Work to be completed: Scale the records below, starting at the line containing "of the ladybird" and ending at the end of the records, both ends included. Reproduce only these lines, with the requests kept as they are and every point coordinate in the answers multiplied by 1.85 and rounded to a whole number, halves rounded up.

Input records:
--- start ---
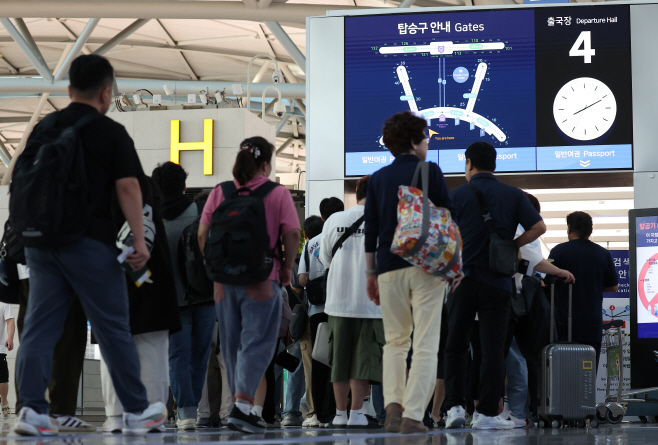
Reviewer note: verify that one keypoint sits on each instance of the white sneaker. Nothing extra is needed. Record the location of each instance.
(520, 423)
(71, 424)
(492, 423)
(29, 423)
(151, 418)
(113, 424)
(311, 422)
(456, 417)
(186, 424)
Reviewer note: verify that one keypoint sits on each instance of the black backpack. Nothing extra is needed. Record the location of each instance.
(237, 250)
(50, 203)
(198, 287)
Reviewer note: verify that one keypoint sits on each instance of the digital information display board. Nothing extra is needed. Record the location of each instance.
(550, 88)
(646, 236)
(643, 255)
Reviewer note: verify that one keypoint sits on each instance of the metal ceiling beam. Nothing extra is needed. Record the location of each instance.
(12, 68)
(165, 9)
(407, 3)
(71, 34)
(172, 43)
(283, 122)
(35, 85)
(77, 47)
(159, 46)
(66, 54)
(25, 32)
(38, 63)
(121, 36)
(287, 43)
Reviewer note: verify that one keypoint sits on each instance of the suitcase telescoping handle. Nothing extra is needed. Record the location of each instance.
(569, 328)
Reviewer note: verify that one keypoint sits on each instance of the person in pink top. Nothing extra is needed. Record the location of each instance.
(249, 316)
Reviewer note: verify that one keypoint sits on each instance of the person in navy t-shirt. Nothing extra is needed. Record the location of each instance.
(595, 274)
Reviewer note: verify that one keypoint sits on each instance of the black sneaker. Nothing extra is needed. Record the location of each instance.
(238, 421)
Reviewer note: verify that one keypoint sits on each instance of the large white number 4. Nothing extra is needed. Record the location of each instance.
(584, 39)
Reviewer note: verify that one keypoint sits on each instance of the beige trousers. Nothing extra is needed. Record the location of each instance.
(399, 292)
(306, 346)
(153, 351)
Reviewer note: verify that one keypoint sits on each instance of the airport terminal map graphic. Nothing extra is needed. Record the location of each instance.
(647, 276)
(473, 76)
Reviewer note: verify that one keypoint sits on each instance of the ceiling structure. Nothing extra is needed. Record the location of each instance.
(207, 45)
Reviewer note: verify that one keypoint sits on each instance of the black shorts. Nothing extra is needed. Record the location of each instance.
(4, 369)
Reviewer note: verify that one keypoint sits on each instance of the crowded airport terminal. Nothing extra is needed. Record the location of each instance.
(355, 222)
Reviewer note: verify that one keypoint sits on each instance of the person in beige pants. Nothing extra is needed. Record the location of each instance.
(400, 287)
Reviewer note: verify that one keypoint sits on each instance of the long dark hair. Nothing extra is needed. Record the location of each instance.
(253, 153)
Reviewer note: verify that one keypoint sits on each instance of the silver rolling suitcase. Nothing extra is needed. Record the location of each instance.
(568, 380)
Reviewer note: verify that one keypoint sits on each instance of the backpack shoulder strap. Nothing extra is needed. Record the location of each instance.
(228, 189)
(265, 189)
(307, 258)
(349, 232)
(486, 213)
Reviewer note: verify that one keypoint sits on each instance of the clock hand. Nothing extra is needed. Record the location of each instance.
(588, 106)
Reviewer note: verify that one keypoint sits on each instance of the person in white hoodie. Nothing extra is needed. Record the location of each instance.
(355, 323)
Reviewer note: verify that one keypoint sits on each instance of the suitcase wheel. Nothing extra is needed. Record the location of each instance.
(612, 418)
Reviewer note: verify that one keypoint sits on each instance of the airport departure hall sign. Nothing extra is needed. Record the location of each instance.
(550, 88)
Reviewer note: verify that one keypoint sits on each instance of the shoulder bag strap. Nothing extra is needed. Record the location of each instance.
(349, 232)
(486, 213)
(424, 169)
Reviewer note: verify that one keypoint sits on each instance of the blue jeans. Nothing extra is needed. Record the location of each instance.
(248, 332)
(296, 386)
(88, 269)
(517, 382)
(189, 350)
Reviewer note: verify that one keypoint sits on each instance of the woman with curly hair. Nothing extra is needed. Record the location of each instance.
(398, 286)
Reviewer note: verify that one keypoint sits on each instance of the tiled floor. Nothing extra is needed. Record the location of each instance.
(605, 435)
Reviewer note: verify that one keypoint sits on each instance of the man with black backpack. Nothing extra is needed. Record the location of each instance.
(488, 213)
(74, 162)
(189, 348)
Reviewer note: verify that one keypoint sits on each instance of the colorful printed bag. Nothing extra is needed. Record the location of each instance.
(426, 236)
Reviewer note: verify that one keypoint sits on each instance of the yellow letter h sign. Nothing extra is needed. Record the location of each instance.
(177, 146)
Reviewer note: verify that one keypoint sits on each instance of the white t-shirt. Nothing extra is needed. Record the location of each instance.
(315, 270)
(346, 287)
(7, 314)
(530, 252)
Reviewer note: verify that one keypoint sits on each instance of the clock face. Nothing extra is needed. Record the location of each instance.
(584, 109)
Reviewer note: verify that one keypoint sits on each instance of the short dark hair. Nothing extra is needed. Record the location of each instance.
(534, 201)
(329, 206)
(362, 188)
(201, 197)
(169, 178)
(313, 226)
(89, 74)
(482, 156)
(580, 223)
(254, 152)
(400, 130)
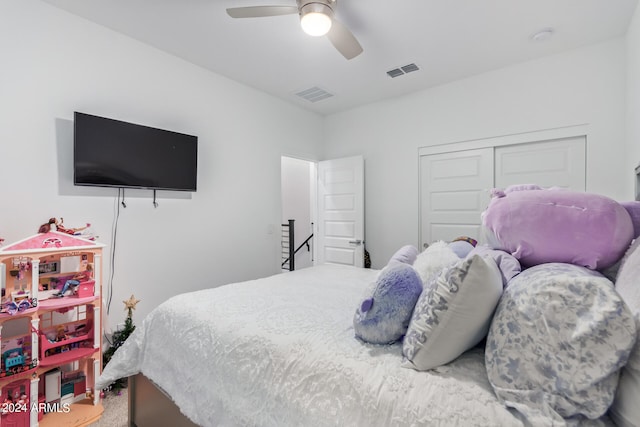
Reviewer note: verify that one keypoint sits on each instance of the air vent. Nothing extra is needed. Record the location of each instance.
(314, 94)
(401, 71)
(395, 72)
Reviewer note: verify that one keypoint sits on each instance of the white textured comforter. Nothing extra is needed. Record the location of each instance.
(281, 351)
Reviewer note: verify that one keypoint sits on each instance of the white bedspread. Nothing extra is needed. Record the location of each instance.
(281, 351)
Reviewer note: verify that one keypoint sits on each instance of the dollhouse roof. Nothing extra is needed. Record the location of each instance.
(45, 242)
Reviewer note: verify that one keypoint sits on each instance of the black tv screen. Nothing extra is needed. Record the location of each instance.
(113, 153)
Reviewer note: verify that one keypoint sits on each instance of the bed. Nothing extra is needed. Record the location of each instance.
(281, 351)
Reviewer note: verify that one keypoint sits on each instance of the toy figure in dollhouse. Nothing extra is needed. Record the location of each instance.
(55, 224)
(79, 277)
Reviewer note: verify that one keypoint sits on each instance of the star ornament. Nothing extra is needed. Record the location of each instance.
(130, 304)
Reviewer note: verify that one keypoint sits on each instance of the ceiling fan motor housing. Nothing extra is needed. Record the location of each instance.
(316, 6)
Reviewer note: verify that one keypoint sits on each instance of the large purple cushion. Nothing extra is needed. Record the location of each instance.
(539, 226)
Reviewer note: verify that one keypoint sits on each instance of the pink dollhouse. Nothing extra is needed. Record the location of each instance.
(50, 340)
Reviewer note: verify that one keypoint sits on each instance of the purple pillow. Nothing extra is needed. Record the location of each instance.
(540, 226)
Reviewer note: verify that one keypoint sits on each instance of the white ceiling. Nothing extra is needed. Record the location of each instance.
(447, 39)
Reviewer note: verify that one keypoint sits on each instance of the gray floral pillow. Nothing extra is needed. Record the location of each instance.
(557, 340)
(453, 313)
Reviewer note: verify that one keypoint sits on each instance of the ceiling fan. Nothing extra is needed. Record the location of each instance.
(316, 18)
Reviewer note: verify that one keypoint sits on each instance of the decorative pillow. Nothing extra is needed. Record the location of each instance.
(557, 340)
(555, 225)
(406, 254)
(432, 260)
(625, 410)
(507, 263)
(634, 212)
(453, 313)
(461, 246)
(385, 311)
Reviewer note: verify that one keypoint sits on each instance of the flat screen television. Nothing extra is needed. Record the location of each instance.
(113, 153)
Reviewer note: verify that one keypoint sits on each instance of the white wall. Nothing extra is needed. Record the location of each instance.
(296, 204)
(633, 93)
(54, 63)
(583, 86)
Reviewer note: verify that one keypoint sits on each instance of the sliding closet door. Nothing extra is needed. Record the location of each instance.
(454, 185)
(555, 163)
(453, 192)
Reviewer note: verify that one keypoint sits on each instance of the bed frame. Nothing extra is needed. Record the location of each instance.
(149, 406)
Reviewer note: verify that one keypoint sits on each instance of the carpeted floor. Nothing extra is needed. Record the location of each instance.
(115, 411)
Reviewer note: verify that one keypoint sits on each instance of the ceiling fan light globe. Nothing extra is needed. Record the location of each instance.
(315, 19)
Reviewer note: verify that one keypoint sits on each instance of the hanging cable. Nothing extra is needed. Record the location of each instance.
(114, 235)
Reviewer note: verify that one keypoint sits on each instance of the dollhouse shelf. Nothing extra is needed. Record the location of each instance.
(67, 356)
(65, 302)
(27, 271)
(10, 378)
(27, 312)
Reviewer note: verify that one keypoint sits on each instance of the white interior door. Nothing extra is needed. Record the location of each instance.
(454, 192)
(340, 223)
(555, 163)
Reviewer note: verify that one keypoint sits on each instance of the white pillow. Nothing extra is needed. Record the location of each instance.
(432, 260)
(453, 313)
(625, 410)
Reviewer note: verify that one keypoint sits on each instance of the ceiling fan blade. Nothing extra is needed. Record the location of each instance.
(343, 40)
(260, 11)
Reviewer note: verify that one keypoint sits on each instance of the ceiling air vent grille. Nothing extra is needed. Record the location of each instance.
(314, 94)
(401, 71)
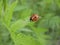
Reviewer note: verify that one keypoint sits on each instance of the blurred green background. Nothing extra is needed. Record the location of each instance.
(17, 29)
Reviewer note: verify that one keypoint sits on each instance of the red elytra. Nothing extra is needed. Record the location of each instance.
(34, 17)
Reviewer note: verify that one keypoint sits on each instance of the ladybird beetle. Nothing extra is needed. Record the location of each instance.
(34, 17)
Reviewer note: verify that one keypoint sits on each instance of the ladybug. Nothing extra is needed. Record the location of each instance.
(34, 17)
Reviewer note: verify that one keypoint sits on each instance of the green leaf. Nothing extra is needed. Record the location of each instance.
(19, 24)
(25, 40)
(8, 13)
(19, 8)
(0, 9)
--- end ---
Expected output:
Reviewer note: verify that one keypoint sits on each instance of the ladybird beetle. Nothing extra is needed. Record the location of each instance.
(63, 31)
Reviewer note: verify that one keypoint sits on each instance of the ladybug. Nothing extra is needed. Record the location of each instance.
(63, 31)
Reviewer note: verify that one keypoint sits on each instance of the green leaf. Nothing extra is needed. Record the location of each instance.
(35, 44)
(46, 74)
(15, 24)
(35, 15)
(0, 17)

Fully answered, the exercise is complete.